» Given task:
Reproduce each of the following lines exactly, keeping every character unchanged.

» Contour labeling lines:

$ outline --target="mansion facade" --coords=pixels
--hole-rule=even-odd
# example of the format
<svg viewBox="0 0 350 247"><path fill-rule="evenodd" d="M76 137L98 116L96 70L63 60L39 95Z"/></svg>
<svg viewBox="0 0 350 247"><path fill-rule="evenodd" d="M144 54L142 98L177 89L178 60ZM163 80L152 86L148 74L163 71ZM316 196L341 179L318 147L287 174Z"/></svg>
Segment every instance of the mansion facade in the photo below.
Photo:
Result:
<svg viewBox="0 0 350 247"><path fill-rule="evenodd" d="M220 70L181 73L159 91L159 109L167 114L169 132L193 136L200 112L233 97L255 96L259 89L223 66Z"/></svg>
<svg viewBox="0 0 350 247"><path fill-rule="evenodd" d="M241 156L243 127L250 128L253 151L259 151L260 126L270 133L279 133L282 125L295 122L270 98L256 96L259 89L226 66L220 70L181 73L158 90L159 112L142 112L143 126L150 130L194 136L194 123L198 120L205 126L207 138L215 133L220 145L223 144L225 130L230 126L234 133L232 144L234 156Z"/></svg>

» Full response:
$ outline --target="mansion facade" --coords=pixels
--hole-rule=even-odd
# example of the format
<svg viewBox="0 0 350 247"><path fill-rule="evenodd" d="M76 137L98 116L96 70L63 60L39 95Z"/></svg>
<svg viewBox="0 0 350 247"><path fill-rule="evenodd" d="M144 54L142 98L177 89L178 60ZM163 80L152 86L148 74L163 71ZM316 196L341 179L318 147L287 174Z"/></svg>
Segment every instance of the mansion facade in the photo below.
Photo:
Result:
<svg viewBox="0 0 350 247"><path fill-rule="evenodd" d="M220 70L181 73L159 91L159 109L167 114L169 132L193 136L200 112L233 97L255 96L259 89L223 66Z"/></svg>
<svg viewBox="0 0 350 247"><path fill-rule="evenodd" d="M241 156L243 127L250 128L253 151L259 151L260 126L270 133L279 133L282 125L295 122L270 98L256 96L259 89L226 66L220 70L181 73L158 90L159 112L142 112L143 126L150 130L194 136L194 123L198 120L205 126L207 138L215 133L220 145L223 144L225 130L230 126L234 133L232 144L234 156Z"/></svg>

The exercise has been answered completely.